EXTRACT PROVIDED =>
════════════════════

Owen Thomas Mapp (born 1945) is a New Zealand carver who works primarily in bone.

==Biography==
Born on a farm outside Blenheim in 1945, Mapp was educated at Nelson College from 1960 to 1963. He started working in museums while at high school and developed a strong interest in archaeology. He also worked early in his career as a designer for film and television.

Mapp began carving with whale ivory, whale bone and cow bone in 1969. He became the first contemporary professional bone carver in New Zealand. His first exhibition was at Wellington's Bett-Duncan Gallery in 1972. At this time he also became involved with the New Zealand chapter of the World Craft Council (later the Craft Council of New Zealand) and the New Zealand Academy of Fine Arts which helped him promote his work and through which he also organised workshops to demonstrate bone carving.

In 1990, he received a QEII Arts Council (now Creative New Zealand) study grant and established a connection with Japanese netsuke carvers. He continues to exhibit in Japan and his work has been acquired by the Japanese royal family. Mapp tutors at Whitireia New Zealand in the Visual Arts and Design programme.

In his survey of three-dimensional arts in New Zealand in 1980, Peter Cape wrote, 'Mapp prefers to think of the items he carves in bone and ivory as handpieces or, as he says, 'three-dimensional sculptures to be worn on the body or carried in the pocket, to be held, fondled, and not just looked art'.'

== Personal life ==
Mapp has two daughters with his ex-wife, New Zealand potter Anneke Borren.

Mapp is based in Wellington with his wife and fellow artist Hanne Eriksen-Mapp.

════════════════════

THE DATA =>

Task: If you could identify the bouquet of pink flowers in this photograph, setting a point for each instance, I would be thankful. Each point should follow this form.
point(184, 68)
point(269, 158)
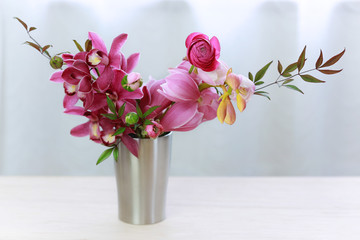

════════════════════

WORK TASK 1 => According to the text on Owen Mapp, where and in what year was his first exhibition held?
WORK TASK 2 => Transcribe the text on Owen Mapp verbatim from "In 1990, he" up to and including "potter Anneke Borren.".

YOUR SOLUTION 1 => At Wellington's Bett-Duncan Gallery in 1972.

YOUR SOLUTION 2 =>
In 1990, he received a QEII Arts Council (now Creative New Zealand) study grant and established a connection with Japanese netsuke carvers. He continues to exhibit in Japan and his work has been acquired by the Japanese royal family. Mapp tutors at Whitireia New Zealand in the Visual Arts and Design programme.

In his survey of three-dimensional arts in New Zealand in 1980, Peter Cape wrote, 'Mapp prefers to think of the items he carves in bone and ivory as handpieces or, as he says, 'three-dimensional sculptures to be worn on the body or carried in the pocket, to be held, fondled, and not just looked art'.'

== Personal life ==
Mapp has two daughters with his ex-wife, New Zealand potter Anneke Borren.